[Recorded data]
# # # #

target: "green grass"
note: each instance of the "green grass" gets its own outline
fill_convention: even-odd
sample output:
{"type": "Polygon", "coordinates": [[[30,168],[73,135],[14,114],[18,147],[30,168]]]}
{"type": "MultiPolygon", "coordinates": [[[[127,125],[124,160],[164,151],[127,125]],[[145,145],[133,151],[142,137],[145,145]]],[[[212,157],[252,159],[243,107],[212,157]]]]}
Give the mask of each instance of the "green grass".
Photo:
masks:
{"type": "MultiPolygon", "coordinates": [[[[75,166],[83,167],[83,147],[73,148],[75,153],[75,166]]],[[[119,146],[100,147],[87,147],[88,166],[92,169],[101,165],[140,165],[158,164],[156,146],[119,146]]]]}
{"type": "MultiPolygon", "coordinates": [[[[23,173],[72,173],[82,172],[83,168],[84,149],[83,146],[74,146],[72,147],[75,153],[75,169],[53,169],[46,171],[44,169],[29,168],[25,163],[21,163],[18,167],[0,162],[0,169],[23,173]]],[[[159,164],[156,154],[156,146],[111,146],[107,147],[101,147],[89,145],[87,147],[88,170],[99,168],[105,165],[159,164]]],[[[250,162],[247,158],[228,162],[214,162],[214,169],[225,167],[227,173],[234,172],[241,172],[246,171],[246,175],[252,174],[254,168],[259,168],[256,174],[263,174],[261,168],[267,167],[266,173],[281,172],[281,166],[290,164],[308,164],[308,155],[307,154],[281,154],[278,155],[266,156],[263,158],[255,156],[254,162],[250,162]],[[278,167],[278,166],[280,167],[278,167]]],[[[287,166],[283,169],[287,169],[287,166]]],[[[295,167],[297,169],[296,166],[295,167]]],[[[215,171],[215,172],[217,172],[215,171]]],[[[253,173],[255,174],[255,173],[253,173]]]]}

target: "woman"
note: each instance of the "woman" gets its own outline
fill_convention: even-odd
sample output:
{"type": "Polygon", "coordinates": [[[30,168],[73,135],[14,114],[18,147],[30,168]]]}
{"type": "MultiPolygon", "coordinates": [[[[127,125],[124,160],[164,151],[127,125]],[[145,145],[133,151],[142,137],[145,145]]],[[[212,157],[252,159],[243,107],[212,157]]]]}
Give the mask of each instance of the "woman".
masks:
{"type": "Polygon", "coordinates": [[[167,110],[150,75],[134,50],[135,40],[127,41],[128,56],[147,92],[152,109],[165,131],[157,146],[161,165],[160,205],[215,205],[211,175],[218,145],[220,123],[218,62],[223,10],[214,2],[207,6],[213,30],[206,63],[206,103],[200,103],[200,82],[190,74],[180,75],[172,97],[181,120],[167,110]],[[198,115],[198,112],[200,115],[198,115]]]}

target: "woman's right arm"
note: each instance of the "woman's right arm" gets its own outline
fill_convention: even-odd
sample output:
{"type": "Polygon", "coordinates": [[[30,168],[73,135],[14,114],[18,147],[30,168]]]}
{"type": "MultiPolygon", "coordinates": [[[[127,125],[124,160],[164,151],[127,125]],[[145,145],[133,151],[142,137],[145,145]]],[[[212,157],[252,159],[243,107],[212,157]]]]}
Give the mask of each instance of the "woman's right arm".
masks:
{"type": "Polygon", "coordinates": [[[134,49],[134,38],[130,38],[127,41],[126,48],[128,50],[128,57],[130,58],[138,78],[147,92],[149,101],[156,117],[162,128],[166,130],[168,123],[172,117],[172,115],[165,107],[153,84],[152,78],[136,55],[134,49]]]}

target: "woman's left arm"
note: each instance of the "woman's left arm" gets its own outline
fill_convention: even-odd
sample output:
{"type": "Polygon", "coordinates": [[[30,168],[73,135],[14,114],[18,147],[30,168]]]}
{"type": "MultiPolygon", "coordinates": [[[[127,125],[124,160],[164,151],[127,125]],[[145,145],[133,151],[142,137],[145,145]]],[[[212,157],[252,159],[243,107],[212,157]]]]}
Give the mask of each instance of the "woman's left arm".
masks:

# # # #

- What you have to do:
Pick out and copy each line of the entries that contains the word "grass".

- Result for this task:
target: "green grass"
note: each instance of the "green grass" gets its own outline
Give the mask of each instance of the "green grass".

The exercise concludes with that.